* [TASKS TO COMPLETE]:
1. Decide whether each statement agrees with the article on Gaza a hundred days after October 7 below. Answer yes or no for each, and quote the words from the article that decide it.
(a) Israel gave thousands of Palestinians work permits to enter Israel every day.
(b) South Africa played part of Mahmoud's call to the judges of the ICJ.
(c) The article holds that what actually happened and what people believe happened are the same.
2. Carry on the article about Gaza a hundred days after October 7, picking up after its last sentence.

* [EXCERPT TO READ]:
------------------------------

A Hundred Days after Gaza's October 7
Part I: Double Helix over Gaza
by Gwythian Prins • January 24, 2024 at 5:00 am
History has the form of a double helix: history is indeed the DNA of living memory. There is what actually happened and there is what people believe happened. They are not the same but they are inseparable....
Hamas had told Israel that it intended to focus on helping its people in Gaza and that it did not want war. Israel, to show good faith, had even provided work permits for thousands of Palestinians to enter Israel every day for better wages than in Gaza. What Israel did not know was that many of them were spies who would tell Hamas exactly where in the villages to attack.
An elated youth called Mahmoud called home to his father and mother in Gaza using a murdered Israeli woman's phone to boast about how he had just killed ten Jews with his own hands ("oh my son God bless you"... "Mom, your son is a hero"). Part of the recording was played to the judges of the ICJ as part of the State of Israel's must-see rebuttal of South Africa's accusations.
Jeffrey Gettleman, in The New York Times on 28th December, published details of the unimaginable mass depravity committed by Gazan men on Israeli women....

------------------------------

* [DATA UNDER STUDY]:
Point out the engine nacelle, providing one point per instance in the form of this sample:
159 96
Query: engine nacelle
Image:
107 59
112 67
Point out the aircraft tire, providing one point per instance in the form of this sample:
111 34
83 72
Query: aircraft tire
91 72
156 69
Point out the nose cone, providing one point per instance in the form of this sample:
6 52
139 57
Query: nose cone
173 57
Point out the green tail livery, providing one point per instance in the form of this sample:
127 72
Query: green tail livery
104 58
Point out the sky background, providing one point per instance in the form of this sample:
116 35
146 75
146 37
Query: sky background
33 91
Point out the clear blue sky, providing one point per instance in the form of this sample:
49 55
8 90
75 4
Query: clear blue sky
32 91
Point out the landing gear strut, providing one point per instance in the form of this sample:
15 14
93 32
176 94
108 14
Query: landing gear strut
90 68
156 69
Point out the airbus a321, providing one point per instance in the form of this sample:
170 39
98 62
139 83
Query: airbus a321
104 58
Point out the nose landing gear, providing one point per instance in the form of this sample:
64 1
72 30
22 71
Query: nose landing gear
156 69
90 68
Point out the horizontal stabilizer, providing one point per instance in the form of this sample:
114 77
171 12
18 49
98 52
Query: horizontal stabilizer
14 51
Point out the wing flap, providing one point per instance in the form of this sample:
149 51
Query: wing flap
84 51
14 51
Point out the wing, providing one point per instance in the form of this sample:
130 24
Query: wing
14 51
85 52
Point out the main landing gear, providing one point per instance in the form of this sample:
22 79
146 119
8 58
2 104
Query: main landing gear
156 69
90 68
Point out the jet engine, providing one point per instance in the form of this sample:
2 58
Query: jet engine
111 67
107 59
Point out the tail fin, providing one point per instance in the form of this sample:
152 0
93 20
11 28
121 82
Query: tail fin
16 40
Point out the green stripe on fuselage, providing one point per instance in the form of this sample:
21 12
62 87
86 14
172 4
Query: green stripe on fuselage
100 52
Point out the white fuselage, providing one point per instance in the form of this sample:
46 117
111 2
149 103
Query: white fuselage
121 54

------------------------------

* [RESPONSES BY ITEM NUMBER]:
1.
(a) Yes: "Israel, to show good faith, had even provided work permits for thousands of Palestinians to enter Israel every day for better wages than in Gaza."
(b) No: "Part of the recording was played to the judges of the ICJ as part of the State of Israel's must-see rebuttal of South Africa's accusations."
(c) No: "They are not the same but they are inseparable."

2.
Many of the first responses to these events, as with the Holocaust, were denials that such savageries had ever taken place.
Almost four months to the day, and not in a good way, the world has turned upside down.
In a risibly threadbare case, the victim of a depraved genocidal attack was accused at the UN's International Court of Justice (ICJ) in The Hague of committing genocide. Lacking evidence of mens rea (criminal intention) that is prerequisite, or indeed any vestige of substantive evidence, South Africa sought to invert the object and purpose of the Genocide Convention of December 1948, which is specific to the "crime of crimes". The accused is not just any victim, but the Jewish state, whose re-establishment in the May of the same year that the Convention was brought into effect was no coincidence.